- _Description of the task_
Look through the lines below for the word "green", and copy every line that has it.

- _Information provided_
===
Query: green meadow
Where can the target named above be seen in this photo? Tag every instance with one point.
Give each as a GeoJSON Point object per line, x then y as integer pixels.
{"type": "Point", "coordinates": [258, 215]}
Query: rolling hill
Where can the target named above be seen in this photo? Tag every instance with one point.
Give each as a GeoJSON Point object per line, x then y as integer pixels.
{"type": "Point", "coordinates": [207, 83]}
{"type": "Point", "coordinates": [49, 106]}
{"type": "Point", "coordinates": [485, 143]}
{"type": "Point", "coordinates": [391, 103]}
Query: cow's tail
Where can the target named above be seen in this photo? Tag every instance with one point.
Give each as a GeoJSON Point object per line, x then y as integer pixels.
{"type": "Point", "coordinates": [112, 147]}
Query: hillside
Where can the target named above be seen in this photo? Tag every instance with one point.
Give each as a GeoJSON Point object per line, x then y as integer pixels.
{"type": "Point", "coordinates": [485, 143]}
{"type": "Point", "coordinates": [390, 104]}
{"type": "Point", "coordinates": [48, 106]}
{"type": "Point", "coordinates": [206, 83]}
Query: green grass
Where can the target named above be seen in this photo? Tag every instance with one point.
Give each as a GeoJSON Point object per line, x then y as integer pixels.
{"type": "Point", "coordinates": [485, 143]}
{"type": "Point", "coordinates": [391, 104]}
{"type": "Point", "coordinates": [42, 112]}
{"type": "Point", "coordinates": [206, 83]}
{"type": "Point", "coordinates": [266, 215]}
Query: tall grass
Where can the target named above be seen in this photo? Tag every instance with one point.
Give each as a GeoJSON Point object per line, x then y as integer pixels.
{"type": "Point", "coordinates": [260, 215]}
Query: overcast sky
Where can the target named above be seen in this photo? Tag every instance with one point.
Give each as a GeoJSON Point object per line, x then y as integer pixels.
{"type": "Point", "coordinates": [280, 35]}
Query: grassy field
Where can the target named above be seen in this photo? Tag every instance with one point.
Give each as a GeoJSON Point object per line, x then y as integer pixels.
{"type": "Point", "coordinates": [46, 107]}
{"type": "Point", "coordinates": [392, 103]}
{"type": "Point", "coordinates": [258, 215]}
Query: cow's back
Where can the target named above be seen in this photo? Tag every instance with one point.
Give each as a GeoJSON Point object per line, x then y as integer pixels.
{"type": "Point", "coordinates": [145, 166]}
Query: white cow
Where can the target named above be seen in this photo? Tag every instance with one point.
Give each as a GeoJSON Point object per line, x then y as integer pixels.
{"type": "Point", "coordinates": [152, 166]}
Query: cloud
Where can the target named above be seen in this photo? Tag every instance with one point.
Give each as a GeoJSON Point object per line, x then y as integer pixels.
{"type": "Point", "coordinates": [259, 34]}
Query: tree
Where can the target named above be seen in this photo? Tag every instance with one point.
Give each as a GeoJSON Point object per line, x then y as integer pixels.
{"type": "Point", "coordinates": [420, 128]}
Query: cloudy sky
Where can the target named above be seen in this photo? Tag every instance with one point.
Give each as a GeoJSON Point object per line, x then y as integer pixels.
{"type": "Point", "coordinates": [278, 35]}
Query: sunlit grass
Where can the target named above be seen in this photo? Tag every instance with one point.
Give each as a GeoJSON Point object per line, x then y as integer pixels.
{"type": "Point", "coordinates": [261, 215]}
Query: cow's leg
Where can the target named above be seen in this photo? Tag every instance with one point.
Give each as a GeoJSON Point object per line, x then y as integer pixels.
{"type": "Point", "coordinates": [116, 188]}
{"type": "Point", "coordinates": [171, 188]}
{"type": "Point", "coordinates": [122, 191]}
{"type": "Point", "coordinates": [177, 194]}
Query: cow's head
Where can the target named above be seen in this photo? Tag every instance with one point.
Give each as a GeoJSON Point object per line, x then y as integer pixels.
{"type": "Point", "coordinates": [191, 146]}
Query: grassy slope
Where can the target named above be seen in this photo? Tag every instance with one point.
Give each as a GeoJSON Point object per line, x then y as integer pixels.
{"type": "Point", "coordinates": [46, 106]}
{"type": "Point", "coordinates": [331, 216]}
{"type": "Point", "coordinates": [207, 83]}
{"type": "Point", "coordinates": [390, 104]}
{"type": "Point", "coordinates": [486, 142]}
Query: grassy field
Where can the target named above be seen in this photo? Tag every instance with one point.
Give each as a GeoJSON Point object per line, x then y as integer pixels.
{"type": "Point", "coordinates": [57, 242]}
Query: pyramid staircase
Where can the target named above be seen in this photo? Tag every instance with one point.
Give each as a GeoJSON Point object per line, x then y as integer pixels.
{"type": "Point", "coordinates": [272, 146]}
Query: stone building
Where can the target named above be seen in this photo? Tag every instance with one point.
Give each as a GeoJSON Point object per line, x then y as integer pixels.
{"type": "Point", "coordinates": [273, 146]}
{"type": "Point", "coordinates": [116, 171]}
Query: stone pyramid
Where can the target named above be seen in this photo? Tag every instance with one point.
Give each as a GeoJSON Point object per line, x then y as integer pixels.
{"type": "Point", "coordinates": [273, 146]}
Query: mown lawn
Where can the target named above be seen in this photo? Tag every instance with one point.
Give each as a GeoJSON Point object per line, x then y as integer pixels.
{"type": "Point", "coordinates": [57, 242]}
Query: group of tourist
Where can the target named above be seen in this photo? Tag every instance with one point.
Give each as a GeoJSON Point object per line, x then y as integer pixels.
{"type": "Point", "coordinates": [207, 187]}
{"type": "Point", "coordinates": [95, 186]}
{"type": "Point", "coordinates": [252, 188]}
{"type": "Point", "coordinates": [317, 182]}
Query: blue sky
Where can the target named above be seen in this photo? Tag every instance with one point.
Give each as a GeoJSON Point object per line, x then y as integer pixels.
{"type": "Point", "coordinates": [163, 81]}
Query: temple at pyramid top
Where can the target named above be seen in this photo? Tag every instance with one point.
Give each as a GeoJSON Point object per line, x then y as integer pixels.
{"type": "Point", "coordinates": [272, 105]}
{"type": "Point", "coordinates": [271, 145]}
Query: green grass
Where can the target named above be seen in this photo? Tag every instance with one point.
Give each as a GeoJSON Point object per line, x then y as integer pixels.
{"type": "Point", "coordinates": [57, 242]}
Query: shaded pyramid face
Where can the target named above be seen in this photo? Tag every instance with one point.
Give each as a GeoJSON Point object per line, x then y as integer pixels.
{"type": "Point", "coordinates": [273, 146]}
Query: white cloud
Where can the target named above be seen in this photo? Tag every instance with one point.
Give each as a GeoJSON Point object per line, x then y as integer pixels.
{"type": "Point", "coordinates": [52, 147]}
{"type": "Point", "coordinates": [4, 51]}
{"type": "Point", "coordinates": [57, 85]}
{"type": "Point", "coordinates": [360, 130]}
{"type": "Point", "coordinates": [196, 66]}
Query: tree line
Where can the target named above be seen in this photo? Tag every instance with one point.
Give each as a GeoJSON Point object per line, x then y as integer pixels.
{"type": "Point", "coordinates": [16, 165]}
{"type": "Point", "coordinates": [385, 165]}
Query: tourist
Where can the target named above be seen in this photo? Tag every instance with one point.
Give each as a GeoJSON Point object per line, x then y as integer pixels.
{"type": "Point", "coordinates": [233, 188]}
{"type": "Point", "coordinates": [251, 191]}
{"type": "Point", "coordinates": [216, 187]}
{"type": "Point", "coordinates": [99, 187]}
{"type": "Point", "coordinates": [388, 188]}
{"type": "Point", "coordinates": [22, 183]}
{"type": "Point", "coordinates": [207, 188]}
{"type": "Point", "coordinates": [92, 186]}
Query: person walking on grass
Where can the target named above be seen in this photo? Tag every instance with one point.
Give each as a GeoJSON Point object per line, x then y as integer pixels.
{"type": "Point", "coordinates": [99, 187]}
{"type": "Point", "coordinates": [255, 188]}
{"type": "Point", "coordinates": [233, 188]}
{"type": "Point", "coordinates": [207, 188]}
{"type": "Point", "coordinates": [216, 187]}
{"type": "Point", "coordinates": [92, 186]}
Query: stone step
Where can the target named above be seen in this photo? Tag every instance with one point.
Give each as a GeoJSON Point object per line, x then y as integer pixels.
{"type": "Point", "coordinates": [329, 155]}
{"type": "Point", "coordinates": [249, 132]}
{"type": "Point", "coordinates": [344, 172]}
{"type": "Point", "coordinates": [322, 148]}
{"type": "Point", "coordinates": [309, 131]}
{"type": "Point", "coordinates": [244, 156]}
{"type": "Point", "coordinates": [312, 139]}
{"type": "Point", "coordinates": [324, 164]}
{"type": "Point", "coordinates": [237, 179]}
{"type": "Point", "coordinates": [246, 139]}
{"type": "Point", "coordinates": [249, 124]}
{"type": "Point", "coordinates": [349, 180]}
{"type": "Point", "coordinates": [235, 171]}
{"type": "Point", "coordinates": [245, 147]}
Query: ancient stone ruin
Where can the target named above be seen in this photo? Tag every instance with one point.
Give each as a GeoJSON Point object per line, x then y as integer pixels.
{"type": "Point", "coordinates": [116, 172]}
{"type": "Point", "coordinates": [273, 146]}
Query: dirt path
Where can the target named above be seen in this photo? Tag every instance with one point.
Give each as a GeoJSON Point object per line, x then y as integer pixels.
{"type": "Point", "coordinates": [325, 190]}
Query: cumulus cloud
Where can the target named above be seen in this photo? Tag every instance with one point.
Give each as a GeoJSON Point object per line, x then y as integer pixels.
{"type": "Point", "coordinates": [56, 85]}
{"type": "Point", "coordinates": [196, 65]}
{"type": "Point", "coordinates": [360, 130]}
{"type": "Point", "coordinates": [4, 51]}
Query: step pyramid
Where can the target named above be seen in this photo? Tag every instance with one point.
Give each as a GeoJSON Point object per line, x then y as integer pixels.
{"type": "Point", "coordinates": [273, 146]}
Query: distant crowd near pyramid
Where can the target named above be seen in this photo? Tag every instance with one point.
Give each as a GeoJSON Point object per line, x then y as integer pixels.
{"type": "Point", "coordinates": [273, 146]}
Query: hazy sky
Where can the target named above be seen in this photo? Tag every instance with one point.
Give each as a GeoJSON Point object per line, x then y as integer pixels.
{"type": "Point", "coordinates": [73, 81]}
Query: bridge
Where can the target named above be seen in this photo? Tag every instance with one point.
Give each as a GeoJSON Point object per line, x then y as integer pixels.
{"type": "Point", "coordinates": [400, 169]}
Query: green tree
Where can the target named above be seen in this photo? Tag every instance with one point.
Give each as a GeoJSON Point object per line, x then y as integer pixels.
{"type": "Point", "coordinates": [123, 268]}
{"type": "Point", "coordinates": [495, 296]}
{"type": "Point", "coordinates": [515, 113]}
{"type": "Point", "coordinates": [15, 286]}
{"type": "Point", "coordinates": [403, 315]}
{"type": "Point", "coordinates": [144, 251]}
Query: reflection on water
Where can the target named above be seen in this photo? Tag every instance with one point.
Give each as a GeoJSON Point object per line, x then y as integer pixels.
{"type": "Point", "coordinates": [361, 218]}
===
- _Solution for this problem_
Query: green meadow
Query: green grass
Query: green grass
Query: green tree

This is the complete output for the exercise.